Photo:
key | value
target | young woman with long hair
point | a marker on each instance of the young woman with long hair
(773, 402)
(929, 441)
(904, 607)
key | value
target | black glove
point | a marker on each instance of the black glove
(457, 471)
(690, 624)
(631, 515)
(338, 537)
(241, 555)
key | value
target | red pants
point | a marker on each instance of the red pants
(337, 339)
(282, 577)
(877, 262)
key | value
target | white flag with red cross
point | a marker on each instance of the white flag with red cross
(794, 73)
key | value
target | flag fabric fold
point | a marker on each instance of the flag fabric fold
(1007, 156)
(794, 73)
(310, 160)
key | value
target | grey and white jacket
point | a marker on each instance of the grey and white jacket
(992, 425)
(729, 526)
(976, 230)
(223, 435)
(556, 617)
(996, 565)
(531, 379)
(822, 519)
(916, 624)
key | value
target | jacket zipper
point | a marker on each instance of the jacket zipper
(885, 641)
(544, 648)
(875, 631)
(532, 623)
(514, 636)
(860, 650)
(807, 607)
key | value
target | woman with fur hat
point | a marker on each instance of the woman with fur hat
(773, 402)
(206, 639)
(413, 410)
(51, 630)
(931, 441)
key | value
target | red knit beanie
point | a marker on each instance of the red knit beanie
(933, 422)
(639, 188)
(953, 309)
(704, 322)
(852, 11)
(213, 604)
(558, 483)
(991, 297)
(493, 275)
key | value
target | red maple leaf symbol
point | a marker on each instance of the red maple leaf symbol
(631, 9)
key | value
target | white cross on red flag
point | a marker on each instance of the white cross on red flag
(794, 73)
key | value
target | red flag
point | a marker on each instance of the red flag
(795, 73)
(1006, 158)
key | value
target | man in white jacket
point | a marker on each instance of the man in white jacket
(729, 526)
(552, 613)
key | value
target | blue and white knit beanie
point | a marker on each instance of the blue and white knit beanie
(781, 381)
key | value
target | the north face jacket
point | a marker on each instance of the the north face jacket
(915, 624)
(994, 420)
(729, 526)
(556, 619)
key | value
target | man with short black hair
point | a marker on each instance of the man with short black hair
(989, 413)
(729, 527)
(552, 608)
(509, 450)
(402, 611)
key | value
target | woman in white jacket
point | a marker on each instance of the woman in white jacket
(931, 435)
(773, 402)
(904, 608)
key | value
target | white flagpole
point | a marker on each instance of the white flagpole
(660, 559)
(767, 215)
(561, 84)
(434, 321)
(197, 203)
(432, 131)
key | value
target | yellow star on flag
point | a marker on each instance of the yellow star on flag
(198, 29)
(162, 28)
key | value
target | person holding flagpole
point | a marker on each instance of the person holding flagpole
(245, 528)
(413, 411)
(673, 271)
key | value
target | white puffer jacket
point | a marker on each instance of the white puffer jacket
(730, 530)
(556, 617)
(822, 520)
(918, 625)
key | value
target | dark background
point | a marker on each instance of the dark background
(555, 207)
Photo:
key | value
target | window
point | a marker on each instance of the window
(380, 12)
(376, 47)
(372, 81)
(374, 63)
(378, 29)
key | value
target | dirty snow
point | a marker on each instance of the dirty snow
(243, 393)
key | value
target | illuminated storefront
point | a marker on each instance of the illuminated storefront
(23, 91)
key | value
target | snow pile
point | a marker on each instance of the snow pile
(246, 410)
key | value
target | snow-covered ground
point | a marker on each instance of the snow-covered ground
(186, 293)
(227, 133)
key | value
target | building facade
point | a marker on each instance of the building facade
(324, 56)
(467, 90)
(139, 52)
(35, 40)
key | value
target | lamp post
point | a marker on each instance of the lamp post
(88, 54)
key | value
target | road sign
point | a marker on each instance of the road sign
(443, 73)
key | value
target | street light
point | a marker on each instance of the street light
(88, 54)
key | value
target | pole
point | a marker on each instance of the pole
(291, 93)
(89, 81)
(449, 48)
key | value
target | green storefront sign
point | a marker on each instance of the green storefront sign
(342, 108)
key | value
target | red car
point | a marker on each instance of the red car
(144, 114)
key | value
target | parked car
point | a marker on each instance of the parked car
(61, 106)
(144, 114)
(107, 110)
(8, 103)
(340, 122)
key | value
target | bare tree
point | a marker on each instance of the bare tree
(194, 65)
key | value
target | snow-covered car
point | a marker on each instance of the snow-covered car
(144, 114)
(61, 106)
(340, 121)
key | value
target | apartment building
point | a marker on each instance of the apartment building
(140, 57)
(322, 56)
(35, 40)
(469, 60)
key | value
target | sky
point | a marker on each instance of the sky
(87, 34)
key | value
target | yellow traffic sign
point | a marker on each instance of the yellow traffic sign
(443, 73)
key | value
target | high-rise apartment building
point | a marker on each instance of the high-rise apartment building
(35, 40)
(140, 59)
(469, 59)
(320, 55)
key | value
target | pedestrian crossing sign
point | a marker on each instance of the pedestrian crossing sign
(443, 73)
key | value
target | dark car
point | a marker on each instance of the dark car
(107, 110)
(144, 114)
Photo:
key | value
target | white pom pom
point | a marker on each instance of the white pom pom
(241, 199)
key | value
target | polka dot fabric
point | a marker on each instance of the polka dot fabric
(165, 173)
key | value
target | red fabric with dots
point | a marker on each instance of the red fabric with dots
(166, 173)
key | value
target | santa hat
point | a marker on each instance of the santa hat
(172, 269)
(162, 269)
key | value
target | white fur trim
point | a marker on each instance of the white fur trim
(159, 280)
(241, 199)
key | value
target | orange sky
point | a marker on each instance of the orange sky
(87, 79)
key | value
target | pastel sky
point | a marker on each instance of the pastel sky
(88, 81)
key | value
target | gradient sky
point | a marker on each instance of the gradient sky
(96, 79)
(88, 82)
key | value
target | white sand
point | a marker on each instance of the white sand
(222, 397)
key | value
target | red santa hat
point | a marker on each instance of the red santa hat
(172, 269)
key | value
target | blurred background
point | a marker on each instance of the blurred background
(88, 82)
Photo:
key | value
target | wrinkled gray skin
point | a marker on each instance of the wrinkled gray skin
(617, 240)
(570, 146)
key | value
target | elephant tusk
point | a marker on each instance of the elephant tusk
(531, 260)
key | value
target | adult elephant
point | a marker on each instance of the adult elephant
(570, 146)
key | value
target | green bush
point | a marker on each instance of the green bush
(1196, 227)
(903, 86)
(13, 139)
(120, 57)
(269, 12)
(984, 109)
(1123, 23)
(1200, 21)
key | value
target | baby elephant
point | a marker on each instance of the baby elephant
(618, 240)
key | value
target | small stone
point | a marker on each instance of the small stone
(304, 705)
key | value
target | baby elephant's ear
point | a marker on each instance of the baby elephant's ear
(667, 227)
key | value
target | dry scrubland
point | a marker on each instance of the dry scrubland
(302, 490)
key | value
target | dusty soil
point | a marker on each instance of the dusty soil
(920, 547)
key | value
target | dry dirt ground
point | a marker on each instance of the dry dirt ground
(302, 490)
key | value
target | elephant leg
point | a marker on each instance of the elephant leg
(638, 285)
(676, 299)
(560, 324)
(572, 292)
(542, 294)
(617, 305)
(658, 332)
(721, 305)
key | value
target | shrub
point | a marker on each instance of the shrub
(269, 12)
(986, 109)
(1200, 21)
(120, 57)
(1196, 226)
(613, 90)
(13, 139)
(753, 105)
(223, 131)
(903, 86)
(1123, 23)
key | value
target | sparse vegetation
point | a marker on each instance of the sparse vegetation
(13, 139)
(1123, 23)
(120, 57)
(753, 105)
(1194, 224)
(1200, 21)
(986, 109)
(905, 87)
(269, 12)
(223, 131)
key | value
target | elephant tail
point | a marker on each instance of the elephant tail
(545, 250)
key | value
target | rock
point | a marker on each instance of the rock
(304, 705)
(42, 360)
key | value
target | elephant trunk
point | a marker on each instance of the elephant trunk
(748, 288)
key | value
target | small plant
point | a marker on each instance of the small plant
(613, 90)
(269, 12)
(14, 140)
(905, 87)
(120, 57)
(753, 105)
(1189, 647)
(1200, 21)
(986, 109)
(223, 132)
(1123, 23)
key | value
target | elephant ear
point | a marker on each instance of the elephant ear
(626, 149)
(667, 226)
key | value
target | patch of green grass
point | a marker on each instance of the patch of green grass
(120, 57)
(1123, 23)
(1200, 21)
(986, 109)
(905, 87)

[Given instruction]: Count the lines in the listing above that contain the string "gradient", with case counting, and give only the number.

[Output below]: 2